- The problem
Your task is to reproduce exactly the lines from the line with "For every instance of the window" through the end of the records below.

- Supplied information

++++++++++

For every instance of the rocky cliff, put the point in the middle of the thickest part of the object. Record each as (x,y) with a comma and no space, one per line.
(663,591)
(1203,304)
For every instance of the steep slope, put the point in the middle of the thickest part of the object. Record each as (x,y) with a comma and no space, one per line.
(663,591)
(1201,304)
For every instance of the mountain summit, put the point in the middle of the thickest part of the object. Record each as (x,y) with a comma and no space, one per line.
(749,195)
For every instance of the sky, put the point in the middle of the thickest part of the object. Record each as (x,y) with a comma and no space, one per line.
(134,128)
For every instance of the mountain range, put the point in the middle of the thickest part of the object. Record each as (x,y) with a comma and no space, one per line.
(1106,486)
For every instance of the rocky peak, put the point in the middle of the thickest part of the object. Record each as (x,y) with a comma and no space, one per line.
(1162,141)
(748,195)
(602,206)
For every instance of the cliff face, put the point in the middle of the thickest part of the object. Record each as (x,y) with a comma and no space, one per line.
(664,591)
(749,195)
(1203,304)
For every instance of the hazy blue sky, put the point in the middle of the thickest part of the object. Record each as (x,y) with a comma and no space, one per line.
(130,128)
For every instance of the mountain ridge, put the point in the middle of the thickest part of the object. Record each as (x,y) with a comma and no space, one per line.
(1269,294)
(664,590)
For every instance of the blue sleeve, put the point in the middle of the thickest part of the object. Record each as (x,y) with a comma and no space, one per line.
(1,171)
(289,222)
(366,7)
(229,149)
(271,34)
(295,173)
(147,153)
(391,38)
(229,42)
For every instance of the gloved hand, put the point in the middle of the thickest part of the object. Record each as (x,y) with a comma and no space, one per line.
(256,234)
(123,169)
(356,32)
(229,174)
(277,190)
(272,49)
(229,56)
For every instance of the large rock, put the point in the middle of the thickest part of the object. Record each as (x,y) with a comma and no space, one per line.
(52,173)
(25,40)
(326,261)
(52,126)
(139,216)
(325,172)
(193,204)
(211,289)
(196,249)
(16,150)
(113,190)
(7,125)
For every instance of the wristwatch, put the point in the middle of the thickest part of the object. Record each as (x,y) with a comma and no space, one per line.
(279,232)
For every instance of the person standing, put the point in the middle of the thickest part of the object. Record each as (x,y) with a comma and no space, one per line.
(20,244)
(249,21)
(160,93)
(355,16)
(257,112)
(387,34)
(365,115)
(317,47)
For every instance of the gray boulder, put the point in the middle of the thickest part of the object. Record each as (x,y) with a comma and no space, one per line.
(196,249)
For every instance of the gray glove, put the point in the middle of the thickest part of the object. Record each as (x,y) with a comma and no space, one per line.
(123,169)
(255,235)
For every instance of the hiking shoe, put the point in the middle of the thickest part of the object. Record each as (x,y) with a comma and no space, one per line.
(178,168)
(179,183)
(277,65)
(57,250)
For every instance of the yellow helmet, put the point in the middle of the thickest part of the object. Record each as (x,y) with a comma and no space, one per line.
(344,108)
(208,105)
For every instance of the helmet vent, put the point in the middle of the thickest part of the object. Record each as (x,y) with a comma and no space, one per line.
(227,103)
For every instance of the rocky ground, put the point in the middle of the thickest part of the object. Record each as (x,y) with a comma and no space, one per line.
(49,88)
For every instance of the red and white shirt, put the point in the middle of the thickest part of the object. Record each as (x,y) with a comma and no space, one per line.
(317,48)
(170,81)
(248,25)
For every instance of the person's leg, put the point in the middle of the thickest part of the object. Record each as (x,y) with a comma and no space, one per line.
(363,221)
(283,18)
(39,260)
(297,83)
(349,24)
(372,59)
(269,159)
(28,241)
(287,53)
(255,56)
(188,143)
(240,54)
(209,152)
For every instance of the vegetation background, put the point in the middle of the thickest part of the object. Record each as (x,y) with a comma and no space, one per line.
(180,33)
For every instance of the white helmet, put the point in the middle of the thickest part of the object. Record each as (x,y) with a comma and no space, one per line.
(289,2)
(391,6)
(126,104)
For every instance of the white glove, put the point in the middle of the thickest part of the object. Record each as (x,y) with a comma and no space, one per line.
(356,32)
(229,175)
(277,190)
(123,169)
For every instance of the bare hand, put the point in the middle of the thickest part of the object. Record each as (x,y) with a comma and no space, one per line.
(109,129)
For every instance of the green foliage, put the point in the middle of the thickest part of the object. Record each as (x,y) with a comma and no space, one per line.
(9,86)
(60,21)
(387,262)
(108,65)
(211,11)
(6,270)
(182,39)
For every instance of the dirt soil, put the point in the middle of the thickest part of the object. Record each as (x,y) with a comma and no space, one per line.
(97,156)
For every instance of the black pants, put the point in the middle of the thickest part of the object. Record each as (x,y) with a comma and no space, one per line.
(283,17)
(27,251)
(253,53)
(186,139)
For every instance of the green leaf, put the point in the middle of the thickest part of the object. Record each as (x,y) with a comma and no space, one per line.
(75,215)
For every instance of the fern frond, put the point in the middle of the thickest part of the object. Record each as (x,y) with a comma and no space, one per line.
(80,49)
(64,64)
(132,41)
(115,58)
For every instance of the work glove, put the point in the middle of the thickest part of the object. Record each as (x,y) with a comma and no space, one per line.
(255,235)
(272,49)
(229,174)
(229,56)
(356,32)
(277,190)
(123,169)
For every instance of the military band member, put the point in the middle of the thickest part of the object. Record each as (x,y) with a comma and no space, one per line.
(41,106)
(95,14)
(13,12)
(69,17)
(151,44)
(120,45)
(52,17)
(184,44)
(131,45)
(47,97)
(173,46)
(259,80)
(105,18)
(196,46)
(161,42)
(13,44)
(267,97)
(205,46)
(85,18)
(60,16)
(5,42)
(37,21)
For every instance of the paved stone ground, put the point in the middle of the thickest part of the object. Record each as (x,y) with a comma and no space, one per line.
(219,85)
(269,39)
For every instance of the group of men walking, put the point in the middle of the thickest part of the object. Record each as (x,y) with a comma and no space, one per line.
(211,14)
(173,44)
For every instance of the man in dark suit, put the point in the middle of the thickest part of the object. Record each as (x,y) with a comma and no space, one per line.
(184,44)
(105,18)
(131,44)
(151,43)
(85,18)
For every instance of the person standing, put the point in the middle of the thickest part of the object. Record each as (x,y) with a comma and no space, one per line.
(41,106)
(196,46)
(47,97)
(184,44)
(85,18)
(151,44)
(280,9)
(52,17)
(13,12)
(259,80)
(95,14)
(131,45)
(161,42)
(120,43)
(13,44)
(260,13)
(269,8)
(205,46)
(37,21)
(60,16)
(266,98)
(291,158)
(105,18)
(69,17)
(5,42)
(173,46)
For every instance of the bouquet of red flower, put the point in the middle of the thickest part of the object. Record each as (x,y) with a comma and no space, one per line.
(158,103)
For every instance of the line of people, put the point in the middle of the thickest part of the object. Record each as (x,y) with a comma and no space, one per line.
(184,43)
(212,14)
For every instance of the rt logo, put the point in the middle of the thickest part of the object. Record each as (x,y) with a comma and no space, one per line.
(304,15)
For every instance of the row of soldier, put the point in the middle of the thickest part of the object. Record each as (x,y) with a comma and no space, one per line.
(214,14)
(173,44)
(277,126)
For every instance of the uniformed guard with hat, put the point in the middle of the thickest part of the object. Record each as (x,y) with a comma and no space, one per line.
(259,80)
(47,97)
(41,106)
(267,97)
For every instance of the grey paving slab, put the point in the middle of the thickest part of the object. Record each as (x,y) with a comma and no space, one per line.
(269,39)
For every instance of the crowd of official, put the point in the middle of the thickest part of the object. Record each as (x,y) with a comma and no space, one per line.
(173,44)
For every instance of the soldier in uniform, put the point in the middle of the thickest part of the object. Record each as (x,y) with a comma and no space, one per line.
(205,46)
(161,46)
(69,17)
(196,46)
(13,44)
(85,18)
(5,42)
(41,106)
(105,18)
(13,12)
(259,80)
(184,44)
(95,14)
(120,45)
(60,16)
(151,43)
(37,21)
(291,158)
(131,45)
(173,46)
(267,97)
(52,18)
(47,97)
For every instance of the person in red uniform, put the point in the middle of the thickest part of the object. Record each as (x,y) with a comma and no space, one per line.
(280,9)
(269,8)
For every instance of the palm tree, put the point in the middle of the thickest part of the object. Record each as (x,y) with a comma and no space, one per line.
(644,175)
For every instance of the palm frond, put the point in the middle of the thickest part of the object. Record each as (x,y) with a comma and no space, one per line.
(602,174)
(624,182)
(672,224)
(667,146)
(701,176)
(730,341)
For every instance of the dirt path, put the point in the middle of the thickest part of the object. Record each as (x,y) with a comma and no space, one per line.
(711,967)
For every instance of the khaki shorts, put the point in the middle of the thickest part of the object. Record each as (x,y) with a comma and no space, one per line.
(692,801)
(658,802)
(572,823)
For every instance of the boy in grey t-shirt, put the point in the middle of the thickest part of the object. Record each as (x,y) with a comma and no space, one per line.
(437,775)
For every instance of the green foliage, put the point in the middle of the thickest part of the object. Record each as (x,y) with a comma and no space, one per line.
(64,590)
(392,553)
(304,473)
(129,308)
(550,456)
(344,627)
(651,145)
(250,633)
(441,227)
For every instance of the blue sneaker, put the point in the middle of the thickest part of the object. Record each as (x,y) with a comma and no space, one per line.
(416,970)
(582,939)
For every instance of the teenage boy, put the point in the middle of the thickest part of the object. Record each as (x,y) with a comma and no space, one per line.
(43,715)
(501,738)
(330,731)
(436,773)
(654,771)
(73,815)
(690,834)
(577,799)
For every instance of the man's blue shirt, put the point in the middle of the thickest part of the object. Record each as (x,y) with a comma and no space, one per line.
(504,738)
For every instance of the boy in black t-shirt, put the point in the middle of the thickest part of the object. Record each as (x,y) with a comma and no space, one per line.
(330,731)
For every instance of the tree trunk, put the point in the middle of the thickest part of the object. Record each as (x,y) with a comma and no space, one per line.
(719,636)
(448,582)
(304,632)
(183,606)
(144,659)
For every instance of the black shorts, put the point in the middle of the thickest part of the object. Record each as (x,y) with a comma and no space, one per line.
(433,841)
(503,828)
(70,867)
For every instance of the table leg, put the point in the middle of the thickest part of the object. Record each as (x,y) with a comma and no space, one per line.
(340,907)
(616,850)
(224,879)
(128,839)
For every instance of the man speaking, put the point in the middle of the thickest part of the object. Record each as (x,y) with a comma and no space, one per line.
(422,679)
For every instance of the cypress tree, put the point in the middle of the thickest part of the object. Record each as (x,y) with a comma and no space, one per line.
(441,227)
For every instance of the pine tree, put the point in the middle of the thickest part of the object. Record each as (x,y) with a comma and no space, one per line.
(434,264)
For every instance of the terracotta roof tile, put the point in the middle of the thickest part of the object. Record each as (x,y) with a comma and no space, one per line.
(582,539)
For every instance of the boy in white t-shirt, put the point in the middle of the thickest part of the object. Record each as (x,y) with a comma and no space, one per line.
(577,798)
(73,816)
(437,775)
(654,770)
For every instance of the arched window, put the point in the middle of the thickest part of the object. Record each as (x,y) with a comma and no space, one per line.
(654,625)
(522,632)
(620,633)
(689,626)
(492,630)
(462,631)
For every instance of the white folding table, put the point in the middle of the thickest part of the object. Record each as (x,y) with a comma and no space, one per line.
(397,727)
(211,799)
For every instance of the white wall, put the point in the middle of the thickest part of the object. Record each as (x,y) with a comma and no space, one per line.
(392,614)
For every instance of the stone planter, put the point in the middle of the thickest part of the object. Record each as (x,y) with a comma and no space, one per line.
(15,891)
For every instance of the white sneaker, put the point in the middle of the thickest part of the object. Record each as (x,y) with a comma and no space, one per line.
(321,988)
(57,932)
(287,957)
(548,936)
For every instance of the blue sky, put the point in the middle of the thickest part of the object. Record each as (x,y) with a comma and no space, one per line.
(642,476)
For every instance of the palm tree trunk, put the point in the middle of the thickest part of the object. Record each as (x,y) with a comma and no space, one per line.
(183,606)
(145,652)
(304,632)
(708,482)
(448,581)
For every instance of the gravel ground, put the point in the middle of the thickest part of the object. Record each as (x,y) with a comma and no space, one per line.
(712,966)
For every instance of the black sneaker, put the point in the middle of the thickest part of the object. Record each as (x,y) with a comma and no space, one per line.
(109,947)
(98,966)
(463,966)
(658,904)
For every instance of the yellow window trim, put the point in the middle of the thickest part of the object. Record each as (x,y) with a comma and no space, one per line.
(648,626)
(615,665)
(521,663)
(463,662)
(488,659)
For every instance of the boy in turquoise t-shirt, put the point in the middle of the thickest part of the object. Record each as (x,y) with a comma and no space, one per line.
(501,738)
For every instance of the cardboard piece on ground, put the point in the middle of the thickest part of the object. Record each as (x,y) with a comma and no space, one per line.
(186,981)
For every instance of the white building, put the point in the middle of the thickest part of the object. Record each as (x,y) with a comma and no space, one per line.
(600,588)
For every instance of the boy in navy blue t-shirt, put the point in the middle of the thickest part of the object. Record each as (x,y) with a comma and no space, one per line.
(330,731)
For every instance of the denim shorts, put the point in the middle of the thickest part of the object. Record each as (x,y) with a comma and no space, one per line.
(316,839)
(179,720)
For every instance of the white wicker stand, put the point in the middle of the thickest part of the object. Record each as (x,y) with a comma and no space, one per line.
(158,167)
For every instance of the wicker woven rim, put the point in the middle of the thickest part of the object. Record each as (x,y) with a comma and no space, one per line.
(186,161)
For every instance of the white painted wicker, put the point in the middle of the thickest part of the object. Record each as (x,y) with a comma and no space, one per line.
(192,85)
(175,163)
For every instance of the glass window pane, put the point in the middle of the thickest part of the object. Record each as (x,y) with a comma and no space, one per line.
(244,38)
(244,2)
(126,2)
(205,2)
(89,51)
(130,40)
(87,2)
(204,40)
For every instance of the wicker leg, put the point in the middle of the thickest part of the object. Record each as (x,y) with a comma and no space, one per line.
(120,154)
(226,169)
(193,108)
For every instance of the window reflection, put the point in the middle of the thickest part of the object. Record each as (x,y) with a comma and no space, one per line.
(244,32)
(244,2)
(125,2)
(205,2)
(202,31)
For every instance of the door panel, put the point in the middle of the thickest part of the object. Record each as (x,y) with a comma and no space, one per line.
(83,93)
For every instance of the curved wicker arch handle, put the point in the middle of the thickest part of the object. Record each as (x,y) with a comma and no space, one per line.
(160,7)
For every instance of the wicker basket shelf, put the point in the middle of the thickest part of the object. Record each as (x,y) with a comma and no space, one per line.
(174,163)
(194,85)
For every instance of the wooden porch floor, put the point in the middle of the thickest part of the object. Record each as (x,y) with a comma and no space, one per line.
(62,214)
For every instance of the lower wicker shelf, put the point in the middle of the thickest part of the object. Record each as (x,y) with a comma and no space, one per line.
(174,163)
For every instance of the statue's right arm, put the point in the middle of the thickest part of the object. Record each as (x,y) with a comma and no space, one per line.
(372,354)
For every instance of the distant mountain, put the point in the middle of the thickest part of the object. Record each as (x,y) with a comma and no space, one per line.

++++++++++

- Result
For every instance of the window reflection, put the point in the middle of the thickest part of the object. Record each as (x,y) with a comma and no space, one per line.
(244,32)
(244,2)
(125,2)
(205,2)
(202,31)
For every instance of the door panel, put the point in the middle of the thickest part of the object. Record each as (x,y) with a comma and no space, one per line.
(83,93)
For every instance of the curved wicker arch handle, put the point in the middle of the thickest part of the object. Record each as (x,y) with a comma and no space, one per line.
(160,7)
For every instance of the wicker basket shelf, put the point in the middle of the thickest part of the object. Record each as (x,y) with a comma and no space, one per line.
(174,163)
(194,85)
For every instance of the wooden porch floor, put the point in the middle of the thickest part of the object. Record each as (x,y) with a comma and no space, one per line.
(62,214)
For every instance of the lower wicker shelf, put the point in the middle of the thickest part of the object. Record each as (x,y) with a comma and no space, one per line.
(174,163)
For every instance of the statue's right arm, put the point in the middle of the thickest part of the object. Record each as (x,y) with a comma and no space, one per line.
(372,354)
For every instance of the distant mountain, put the point in the middle of the thickest part of the object. Record each as (x,y) with a comma and no space, one per line.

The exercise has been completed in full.